This could be done by defining an order on the Constructors(Just,Nothing). I believe there were plans for something like that to come in the future, but from what I understand it would require a rewriting of the underlying type system.

For equalable this problem does not occur.

Just sort the constructor names.

I suppose records are more problematic.

type alias SomeRec =
 { a : Int
 , b : Int

Do you take a or b as coming first in the lexicographical sort?

Is { a = 1, b = 2 } < { a = 2, b = 1 } because you compare the as first, or the other way because you compare the bs first.

Yes, it would absolutely be possible to make custom types and records comparable. However, there are (at least) three things you need to think about:

  1. The order for these types should be well-defined and predictable. That would probably mean sorting record fields alphabetically and custom constructors either alphabetically or in source order.

  2. If you make custom types comparable, built-in types such as List a (for comparable a) should also be comparable. But then you get back to the problems I mentioned in my last post that Elm doesn’t allow you to specify that a type variable should be both comparable and appendable.

DATA FOR ANALYSIS:
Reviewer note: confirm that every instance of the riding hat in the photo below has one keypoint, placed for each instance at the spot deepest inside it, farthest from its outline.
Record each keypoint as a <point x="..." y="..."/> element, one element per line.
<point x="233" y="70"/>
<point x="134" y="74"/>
==
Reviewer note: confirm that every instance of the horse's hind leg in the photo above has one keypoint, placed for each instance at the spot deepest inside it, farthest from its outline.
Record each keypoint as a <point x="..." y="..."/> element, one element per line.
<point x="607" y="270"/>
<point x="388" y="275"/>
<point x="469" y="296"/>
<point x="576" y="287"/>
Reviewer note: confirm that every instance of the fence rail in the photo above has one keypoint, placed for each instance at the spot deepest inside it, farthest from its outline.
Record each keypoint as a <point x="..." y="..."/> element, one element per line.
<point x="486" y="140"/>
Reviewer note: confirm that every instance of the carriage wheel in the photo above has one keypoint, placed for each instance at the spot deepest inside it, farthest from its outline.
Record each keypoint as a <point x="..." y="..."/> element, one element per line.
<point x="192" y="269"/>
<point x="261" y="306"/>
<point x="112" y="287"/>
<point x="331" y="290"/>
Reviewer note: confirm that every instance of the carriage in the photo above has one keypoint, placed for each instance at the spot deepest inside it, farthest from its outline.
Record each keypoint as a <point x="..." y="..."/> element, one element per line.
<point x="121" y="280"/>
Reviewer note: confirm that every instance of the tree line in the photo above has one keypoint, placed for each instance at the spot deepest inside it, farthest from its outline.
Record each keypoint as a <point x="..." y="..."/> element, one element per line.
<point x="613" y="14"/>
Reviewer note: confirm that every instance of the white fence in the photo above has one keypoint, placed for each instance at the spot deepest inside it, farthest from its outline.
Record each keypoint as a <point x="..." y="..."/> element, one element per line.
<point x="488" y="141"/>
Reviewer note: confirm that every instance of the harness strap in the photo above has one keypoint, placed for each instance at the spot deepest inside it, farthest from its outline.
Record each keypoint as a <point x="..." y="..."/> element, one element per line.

INSTRUCTIONS FOR THE TASK:
Pick up the forum discussion about making Elm custom types and records comparable and continue it after its final sentence. The lines were taken from a different source than the Elm discussion.

EXERCISE OUTPUT:
  3. The order defined in this way carries basically no semantic information. It is just a convenience to allow you to use more types in Dicts and such.

The difference between equalable and comparable is generality. equalable does not need ordering.
So, it is difficult to define a record as comparable. However, to define as equalable is possible.

But I need to think about custom types because They can contain functions without type annotation (however, variants are defined before compiling).
I do not know inside the Elm compiler, so I do not know also how much effort is needed to implement it.

What do you think about it?
I want to decide the conclusion about whether it should be implemented or not.

If you had some unclear things due to my cheep English, please ask me.